A run of listing
-- Begin --

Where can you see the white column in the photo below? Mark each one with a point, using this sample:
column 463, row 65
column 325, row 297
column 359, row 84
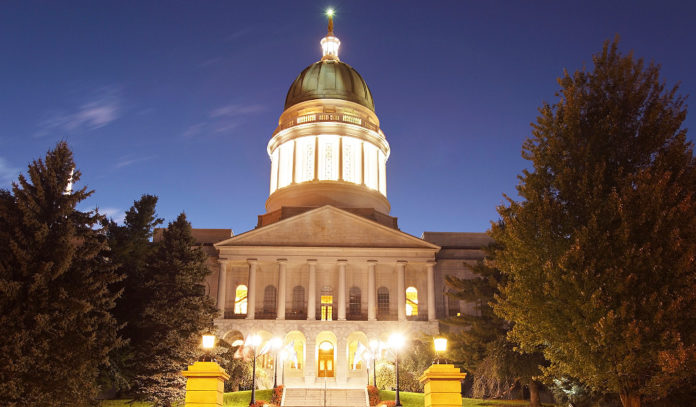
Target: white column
column 371, row 294
column 251, row 293
column 312, row 290
column 431, row 290
column 342, row 290
column 222, row 288
column 401, row 290
column 282, row 270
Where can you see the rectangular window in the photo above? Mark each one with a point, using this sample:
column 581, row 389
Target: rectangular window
column 304, row 158
column 328, row 157
column 370, row 166
column 285, row 165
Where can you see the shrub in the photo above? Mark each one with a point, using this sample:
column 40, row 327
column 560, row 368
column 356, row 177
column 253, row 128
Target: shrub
column 277, row 395
column 373, row 393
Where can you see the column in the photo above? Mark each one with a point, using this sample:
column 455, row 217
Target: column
column 431, row 290
column 371, row 294
column 222, row 287
column 342, row 290
column 282, row 271
column 251, row 293
column 310, row 369
column 312, row 290
column 401, row 290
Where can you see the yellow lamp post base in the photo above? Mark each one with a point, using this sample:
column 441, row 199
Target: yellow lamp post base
column 205, row 384
column 442, row 386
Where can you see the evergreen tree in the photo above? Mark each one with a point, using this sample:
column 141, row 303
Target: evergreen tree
column 599, row 253
column 176, row 313
column 131, row 250
column 481, row 344
column 55, row 301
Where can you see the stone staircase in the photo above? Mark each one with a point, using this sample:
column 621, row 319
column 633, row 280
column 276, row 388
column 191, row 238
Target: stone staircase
column 334, row 398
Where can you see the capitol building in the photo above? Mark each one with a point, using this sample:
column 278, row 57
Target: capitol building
column 327, row 269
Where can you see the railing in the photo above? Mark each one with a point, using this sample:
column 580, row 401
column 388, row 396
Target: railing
column 329, row 117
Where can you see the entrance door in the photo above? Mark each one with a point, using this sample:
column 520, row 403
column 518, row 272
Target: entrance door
column 326, row 363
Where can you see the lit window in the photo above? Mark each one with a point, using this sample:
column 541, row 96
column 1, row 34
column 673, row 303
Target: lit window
column 356, row 353
column 285, row 164
column 351, row 160
column 274, row 170
column 382, row 173
column 304, row 159
column 371, row 166
column 328, row 157
column 411, row 301
column 240, row 299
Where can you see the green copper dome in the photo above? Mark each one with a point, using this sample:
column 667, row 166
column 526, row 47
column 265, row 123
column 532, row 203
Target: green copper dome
column 330, row 79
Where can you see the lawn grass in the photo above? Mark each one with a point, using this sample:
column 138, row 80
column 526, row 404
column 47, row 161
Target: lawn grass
column 416, row 400
column 236, row 399
column 242, row 398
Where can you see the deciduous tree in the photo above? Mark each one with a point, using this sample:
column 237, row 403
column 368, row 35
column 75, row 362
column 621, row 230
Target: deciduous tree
column 598, row 254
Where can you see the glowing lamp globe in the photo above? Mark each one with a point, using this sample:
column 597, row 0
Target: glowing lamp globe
column 396, row 341
column 440, row 344
column 208, row 342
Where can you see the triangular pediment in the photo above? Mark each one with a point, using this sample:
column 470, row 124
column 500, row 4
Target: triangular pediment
column 327, row 226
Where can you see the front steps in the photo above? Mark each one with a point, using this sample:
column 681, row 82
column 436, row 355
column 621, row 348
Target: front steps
column 334, row 398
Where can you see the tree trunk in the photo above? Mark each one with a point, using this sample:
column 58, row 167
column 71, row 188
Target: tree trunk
column 630, row 399
column 534, row 394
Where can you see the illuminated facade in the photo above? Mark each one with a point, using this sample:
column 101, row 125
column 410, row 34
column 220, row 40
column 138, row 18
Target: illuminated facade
column 327, row 269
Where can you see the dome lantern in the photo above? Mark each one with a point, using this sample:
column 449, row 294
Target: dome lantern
column 330, row 43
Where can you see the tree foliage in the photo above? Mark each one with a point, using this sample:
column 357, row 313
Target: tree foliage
column 480, row 343
column 175, row 314
column 131, row 251
column 55, row 297
column 599, row 252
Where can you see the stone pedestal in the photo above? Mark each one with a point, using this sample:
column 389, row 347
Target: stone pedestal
column 442, row 386
column 205, row 384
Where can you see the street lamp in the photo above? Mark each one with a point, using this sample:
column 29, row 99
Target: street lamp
column 440, row 346
column 283, row 356
column 207, row 343
column 396, row 341
column 374, row 347
column 276, row 343
column 253, row 341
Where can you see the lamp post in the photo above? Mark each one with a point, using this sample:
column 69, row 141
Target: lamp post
column 283, row 357
column 208, row 343
column 253, row 341
column 440, row 346
column 396, row 341
column 276, row 343
column 374, row 347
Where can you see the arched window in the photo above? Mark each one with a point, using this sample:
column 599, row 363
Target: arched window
column 383, row 301
column 327, row 303
column 354, row 301
column 453, row 306
column 411, row 301
column 240, row 299
column 269, row 300
column 356, row 355
column 298, row 299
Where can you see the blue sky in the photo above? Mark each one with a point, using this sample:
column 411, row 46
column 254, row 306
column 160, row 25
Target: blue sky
column 179, row 98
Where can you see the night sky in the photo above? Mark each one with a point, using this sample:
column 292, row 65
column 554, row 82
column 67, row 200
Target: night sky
column 179, row 99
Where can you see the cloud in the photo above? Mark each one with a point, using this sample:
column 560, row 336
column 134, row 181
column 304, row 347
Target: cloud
column 115, row 214
column 222, row 119
column 7, row 173
column 128, row 160
column 236, row 110
column 95, row 113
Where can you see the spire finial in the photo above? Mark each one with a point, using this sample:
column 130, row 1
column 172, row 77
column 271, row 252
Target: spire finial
column 330, row 13
column 330, row 43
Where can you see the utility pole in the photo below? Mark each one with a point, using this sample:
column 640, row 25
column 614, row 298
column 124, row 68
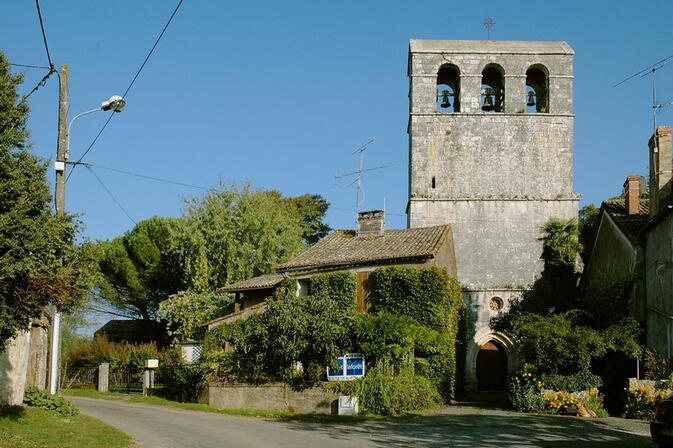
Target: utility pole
column 59, row 166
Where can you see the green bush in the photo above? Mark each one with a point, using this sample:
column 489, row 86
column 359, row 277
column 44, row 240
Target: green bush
column 385, row 393
column 41, row 399
column 525, row 393
column 430, row 297
column 578, row 382
column 641, row 402
column 339, row 287
column 180, row 381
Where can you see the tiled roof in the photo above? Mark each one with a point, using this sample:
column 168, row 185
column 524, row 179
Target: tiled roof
column 345, row 248
column 630, row 225
column 261, row 282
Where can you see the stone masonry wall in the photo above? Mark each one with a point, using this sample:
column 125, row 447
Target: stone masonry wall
column 496, row 242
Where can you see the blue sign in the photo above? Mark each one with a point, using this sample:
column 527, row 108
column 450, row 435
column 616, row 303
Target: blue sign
column 354, row 368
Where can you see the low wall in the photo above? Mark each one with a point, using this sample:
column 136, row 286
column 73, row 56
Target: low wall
column 277, row 397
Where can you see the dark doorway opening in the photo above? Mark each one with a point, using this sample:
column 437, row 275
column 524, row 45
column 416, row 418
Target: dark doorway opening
column 492, row 366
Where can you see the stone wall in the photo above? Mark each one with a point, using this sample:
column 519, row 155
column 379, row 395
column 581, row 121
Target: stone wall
column 13, row 365
column 277, row 397
column 496, row 241
column 659, row 287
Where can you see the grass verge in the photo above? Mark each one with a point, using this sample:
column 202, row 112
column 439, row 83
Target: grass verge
column 260, row 413
column 38, row 428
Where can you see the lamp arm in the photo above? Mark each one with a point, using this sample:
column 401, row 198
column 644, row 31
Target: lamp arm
column 67, row 147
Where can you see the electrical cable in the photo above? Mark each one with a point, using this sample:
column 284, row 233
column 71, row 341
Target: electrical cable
column 44, row 35
column 170, row 19
column 41, row 67
column 107, row 190
column 144, row 176
column 51, row 68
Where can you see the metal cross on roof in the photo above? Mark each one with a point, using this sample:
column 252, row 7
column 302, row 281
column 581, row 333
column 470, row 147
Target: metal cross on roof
column 488, row 24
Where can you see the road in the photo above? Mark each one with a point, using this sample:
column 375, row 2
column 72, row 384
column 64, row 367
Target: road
column 162, row 427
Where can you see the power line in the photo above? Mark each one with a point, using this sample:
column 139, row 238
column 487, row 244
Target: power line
column 152, row 49
column 40, row 83
column 144, row 176
column 649, row 68
column 51, row 68
column 44, row 35
column 107, row 190
column 156, row 42
column 42, row 67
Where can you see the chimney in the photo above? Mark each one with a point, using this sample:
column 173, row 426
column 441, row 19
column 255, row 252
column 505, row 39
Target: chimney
column 660, row 167
column 371, row 223
column 632, row 194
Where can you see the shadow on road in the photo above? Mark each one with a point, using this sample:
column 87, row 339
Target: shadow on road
column 472, row 428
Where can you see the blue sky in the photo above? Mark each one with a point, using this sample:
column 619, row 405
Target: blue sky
column 281, row 93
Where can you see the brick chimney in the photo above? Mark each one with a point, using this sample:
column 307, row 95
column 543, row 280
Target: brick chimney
column 660, row 167
column 632, row 194
column 371, row 223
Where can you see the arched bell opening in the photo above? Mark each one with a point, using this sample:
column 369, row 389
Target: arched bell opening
column 537, row 90
column 448, row 89
column 492, row 89
column 491, row 366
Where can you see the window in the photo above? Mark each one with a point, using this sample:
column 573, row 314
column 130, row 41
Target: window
column 537, row 90
column 448, row 89
column 492, row 89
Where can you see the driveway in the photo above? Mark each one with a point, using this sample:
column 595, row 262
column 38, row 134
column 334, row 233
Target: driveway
column 161, row 427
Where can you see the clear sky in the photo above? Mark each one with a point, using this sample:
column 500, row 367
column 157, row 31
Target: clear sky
column 281, row 93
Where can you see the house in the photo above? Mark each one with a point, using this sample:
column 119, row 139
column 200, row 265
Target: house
column 359, row 251
column 133, row 331
column 635, row 237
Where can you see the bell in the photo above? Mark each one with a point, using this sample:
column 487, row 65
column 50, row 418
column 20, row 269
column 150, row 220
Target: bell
column 531, row 99
column 488, row 103
column 445, row 99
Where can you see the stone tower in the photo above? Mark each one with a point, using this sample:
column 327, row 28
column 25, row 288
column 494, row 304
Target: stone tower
column 490, row 152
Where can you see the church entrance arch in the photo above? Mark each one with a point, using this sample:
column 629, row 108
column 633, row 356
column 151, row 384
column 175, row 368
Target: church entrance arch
column 491, row 366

-- End --

= GOAL =
Please write out the part of the listing that opens at its first line and closes with the line containing "column 285, row 165", with both ends included. Leave the pictures out.

= ANSWER TO THIS EXERCISE =
Where can you see the white column in the photo below? Mark each one with a point, using this sample:
column 463, row 65
column 325, row 297
column 359, row 84
Target: white column
column 371, row 294
column 251, row 293
column 312, row 290
column 431, row 290
column 342, row 290
column 222, row 288
column 401, row 290
column 282, row 270
Where can you see the rectangular window in the photo above? Mark each one with a point, using this sample:
column 581, row 389
Target: rectangular window
column 304, row 158
column 328, row 157
column 370, row 166
column 285, row 165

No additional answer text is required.